→ **Task requirements**:
1/ Do these statements agree with the Occupy Wall Street discussion? Answer yes or no for each, quoting the words from the discussion that decide it. (a) Responder Y says $2,800 worth of food was donated within the first hour. (b) Responder Z says every chain of people who dance and play music is revolutionary. (c) Speaker X refers to an editorial by David Graeber published in The New York Times.
2/ According to the Moderator in the Occupy Wall Street discussion, who organized the Wall Street action?
3/ Carry the Occupy Wall Street discussion further from the point where it stops.

→ **Article**:
════════════════

Responder Y:  Please do not speak disparagingly about our movements. I spent a significant amount of time at the protest during the first week. What I found most inspiring is how many of the people who showed up actually stayed there during the nights….despite the weather, sleeping conditions, etc….and then the next day and then the next day. When the kids cried hunger, people around the world donated $2,800 worth of food within the first hour. It is easy to throw criticism, but an even bigger crime to hate on people that acknowledge the long path to socialism….and actually willing to experiment with possibilities. There is very little space for any real revolution in America, but that the political foci is not being capitalized on by the Left is not the fault of the protesters down on wall street….we should all be ashamed of our own tendency to stand outside any revolutionary momentum in this country and throw dung on the young people who know very little about organizing, but are still willing to carry our collective burden on their naiive shoulders.

Responder Z: not every chain of people who dance and play music is revolutionary. and not every critique of the Left comes from opponents. if you want to talk revolution, talk seriously about horizontal organizations that combat government and economic hierarchies. talk about specific stepping stones for that long road to socialism. otherwise, it’s just another symbol, it’s just an inverted attack on world trade that no one can read and no one can support, not even leftists who care enough to cut past the rhetoric. collective burden? let’s talk about taxes on the poor, budgetary cuts and the polarization of 1/5 of New York’s population below the poverty line while two of the world’s richest men live in that city. let’s get real about revolution. we’ve got enough banners to last us a while.

Moderator: Y, I feel the same way for those who do not show up to events which some among the socialist/anarchist left may deem as “partial struggles” or “reformist”. Yet I don’t consider the Wall Street action, as organized by the Anonymous/Adbusters, to be in quite the same field whatsoever.

Speaker X:  First, my criticisms were specifically related to the Occupy Wall St. protest as a whole, some of the media coverage and first-hand accounts regarding the actual make-up of the protestors (that is, who is protesting, what they advocate, or why they are protesting, etc.), as well as the recent editorial by David Graeber published in The Guardian newspaper about the protests in which he excuses and seems to support their hesitancy to make unified concrete demands on the grounds of their plurality and their position of not wanting to legitimate the political processes, groups, class, regimes, etc. that they oppose.

════════════════

→ **Data section**:
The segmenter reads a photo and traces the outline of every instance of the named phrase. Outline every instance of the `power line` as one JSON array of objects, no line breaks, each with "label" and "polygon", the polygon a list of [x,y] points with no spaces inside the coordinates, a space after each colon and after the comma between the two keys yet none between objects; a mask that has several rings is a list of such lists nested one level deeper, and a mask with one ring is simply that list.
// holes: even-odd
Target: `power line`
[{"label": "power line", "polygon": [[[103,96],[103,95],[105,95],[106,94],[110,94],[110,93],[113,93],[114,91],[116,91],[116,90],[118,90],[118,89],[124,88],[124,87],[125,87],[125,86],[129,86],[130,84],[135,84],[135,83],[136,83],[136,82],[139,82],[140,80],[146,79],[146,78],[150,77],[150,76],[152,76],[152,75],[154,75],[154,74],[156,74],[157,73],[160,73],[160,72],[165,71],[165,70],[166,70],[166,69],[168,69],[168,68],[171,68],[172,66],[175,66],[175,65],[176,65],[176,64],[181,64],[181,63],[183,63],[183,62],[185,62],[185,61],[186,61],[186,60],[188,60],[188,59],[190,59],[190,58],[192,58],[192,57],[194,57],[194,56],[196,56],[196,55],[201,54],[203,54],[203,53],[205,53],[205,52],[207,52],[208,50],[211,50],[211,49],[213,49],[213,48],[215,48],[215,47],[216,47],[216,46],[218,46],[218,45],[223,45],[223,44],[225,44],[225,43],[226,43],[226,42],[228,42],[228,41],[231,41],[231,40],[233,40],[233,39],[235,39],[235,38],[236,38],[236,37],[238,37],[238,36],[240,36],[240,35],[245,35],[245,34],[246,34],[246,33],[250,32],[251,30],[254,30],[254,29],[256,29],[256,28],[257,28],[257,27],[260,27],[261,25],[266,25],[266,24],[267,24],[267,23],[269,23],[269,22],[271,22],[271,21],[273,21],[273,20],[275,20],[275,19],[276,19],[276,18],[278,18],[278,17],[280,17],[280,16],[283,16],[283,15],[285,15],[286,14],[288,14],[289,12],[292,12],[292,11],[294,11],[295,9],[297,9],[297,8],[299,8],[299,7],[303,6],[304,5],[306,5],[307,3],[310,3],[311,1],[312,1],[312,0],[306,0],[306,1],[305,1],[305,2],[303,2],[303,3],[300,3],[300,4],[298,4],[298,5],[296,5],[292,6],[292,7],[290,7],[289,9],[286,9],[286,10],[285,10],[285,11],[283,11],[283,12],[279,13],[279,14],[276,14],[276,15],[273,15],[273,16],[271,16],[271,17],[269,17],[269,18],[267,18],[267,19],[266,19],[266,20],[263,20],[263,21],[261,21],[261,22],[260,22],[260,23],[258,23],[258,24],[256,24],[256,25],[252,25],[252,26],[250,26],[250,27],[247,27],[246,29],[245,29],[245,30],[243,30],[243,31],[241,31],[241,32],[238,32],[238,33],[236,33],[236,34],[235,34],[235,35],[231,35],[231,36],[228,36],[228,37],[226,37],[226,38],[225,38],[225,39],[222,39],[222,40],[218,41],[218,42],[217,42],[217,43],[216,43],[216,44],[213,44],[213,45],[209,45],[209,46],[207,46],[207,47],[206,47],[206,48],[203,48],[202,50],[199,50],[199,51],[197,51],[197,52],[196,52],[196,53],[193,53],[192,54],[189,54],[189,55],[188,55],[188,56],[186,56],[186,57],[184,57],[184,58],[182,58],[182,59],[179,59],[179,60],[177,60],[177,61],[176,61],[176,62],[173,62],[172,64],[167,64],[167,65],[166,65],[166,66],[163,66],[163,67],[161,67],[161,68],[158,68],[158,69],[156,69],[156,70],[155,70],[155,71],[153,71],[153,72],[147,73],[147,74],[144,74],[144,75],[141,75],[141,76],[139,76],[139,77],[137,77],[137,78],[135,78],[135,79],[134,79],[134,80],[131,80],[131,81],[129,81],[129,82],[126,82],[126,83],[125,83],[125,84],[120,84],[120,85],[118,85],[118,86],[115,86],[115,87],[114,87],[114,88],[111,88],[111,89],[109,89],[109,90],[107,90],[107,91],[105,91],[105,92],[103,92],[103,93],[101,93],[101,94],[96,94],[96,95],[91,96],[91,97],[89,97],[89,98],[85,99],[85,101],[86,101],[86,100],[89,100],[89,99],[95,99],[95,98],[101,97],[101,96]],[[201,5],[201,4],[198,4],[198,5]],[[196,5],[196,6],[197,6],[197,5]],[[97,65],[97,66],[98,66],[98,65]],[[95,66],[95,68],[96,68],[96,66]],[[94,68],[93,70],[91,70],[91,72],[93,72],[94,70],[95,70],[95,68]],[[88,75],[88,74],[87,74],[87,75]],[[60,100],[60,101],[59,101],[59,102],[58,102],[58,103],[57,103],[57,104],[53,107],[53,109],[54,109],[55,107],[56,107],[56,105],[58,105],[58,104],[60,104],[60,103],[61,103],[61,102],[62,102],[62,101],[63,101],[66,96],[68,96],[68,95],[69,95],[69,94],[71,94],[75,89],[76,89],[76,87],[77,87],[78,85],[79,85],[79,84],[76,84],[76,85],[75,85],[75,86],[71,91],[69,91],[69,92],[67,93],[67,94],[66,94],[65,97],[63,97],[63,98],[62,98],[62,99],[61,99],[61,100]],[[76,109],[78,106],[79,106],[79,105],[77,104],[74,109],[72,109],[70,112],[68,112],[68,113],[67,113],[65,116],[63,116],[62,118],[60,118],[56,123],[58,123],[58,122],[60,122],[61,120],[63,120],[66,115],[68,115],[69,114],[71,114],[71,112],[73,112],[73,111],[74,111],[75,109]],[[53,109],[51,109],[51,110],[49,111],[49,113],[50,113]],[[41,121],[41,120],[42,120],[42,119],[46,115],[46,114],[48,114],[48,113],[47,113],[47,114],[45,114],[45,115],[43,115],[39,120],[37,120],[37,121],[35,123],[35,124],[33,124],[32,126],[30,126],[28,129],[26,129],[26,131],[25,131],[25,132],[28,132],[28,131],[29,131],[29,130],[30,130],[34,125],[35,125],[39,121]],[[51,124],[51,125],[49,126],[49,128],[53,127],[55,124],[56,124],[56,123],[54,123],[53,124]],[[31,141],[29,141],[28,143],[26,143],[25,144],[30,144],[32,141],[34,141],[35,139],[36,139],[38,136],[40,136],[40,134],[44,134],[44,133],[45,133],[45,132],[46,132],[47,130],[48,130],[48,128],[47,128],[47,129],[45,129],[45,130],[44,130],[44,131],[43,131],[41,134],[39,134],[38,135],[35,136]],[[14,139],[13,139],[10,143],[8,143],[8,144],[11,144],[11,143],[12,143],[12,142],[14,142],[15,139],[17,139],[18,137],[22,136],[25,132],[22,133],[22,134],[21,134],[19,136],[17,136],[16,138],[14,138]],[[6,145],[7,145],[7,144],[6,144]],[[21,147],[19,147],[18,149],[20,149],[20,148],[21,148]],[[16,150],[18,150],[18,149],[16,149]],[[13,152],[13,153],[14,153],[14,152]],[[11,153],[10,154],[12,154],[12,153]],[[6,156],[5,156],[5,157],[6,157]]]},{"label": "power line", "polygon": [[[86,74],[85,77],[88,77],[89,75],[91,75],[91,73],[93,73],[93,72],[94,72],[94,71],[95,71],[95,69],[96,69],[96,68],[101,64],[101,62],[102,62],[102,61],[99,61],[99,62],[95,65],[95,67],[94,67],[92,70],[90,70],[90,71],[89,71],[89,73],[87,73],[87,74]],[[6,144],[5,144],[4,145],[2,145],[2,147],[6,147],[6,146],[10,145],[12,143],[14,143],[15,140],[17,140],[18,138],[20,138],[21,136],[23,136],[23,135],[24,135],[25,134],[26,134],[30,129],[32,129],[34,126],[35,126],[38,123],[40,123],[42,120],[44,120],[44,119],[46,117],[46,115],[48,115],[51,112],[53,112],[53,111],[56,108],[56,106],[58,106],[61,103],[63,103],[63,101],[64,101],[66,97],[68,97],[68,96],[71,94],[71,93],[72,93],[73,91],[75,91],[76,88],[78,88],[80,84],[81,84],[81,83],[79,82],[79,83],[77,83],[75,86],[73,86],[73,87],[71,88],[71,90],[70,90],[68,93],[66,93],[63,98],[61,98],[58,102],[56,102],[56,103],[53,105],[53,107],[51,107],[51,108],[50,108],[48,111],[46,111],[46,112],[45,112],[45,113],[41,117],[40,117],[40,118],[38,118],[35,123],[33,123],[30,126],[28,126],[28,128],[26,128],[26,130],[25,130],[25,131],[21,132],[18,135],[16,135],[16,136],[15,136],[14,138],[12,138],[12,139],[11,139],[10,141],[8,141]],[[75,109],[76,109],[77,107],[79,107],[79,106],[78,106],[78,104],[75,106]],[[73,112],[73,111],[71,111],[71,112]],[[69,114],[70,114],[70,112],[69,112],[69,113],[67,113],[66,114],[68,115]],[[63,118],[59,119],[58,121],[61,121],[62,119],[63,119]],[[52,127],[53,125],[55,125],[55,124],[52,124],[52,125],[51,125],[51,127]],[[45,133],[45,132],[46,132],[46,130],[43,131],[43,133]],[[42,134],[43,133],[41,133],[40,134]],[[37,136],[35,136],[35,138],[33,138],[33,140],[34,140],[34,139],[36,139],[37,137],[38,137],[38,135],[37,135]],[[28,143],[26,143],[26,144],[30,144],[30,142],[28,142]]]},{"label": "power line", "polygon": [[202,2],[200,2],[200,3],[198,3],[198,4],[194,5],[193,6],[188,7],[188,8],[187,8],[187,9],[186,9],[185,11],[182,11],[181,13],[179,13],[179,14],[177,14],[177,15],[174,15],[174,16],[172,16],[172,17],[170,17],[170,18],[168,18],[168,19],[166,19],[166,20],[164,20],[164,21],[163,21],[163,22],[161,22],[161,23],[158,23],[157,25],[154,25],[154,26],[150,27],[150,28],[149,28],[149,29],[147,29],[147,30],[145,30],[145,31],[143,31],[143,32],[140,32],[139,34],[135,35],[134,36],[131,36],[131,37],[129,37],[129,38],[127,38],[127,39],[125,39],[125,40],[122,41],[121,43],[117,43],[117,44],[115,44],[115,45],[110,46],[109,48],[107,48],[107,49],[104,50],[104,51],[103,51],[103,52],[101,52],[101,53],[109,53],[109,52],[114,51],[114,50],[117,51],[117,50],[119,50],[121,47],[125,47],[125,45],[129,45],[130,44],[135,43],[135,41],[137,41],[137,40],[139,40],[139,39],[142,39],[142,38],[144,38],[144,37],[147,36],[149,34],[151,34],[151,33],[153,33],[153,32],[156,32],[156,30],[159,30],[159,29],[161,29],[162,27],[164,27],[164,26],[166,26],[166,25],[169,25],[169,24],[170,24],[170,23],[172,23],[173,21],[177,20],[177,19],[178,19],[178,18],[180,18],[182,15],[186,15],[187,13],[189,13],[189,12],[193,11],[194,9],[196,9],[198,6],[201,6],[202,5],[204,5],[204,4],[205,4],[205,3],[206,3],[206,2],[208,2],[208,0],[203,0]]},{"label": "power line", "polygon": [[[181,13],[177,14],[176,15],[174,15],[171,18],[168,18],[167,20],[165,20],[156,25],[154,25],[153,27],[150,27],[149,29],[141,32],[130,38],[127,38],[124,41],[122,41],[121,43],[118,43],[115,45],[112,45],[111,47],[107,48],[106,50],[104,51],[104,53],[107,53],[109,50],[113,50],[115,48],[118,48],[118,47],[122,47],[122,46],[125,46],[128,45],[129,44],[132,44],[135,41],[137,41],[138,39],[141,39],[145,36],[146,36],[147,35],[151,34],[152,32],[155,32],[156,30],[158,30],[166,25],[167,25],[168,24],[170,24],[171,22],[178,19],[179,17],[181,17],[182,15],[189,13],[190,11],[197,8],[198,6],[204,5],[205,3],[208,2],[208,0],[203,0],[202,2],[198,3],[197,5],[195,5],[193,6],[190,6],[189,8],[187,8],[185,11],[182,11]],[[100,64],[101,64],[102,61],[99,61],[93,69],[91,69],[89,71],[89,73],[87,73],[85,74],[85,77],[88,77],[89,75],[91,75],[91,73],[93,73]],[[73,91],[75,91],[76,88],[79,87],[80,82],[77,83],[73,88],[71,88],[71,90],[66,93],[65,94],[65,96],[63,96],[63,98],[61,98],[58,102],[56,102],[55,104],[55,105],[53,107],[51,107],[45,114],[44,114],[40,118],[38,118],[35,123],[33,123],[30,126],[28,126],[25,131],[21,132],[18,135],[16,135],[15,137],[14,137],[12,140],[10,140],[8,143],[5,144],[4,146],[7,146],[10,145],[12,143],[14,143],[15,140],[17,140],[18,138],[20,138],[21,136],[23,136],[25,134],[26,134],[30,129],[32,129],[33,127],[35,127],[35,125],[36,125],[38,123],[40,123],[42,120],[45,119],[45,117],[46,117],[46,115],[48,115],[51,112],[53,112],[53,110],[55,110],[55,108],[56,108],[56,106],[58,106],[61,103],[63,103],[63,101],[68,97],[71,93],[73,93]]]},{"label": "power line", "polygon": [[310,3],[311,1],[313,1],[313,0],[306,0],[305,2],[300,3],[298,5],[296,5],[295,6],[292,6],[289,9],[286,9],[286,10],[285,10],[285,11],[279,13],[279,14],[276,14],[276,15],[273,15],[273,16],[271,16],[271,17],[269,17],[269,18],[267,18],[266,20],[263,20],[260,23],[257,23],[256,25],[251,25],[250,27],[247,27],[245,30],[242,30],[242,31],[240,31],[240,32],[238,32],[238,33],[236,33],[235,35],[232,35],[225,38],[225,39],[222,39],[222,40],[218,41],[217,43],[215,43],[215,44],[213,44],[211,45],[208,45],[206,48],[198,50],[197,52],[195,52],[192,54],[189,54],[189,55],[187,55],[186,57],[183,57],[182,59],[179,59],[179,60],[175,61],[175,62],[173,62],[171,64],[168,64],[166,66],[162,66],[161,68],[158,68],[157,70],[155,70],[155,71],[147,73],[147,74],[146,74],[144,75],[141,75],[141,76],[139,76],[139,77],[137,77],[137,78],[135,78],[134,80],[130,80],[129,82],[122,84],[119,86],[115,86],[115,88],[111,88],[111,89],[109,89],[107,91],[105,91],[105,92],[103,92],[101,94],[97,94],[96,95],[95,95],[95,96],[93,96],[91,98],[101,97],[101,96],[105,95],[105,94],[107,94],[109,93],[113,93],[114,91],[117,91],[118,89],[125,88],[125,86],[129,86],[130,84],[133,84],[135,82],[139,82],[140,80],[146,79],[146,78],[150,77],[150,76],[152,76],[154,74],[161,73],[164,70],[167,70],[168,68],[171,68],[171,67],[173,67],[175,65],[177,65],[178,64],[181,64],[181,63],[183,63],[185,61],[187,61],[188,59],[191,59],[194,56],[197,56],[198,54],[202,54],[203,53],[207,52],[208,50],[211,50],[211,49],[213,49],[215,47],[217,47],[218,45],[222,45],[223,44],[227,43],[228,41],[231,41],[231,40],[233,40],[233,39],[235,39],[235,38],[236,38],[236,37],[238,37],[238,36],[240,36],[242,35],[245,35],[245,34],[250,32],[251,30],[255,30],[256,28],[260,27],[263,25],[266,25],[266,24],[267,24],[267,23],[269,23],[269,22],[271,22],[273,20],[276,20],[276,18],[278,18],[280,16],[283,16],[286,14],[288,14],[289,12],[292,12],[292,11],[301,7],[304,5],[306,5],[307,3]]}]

════════════════

→ **The replies**:
1/
(a) Yes: "people around the world donated $2,800 worth of food within the first hour"
(b) No: "not every chain of people who dance and play music is revolutionary"
(c) No: "published in The Guardian newspaper"

2/ Anonymous/Adbusters.

3/
Second, my criticisms should only be disparaging to those who spuriously suspect the fragility of committed opposition. While I recognize the common fragility of affinity groups constituted on pluralist grounds, I cannot unconditionally support a fragile pluralism. However, I believe that an opposition movement committed to a long path of political and social change should not and will not be disparaged by self-reflective comments. If you find my criticisms disparaging or are concerned about what you perceive as my speaking ill of “our movements,” that speaks more to emotional sentiment and self-righteous indignation than to a legitimate engagement of political criticism.

Third, resort to cheap platitudes, emotional expression, and subjective experience in an effort to tear down what are clearly straw men (I never doubted the commitment of protestors, never picked up the dung you speak of, never questioned the willingness of people to contribute in whatever way they could, nor did I actually condemn the protest or its tactics) indicates an unwillingness to engage in real dialogue, which I have always seen to be a crucial aspect of horizontalist politics and the struggle for real democracy.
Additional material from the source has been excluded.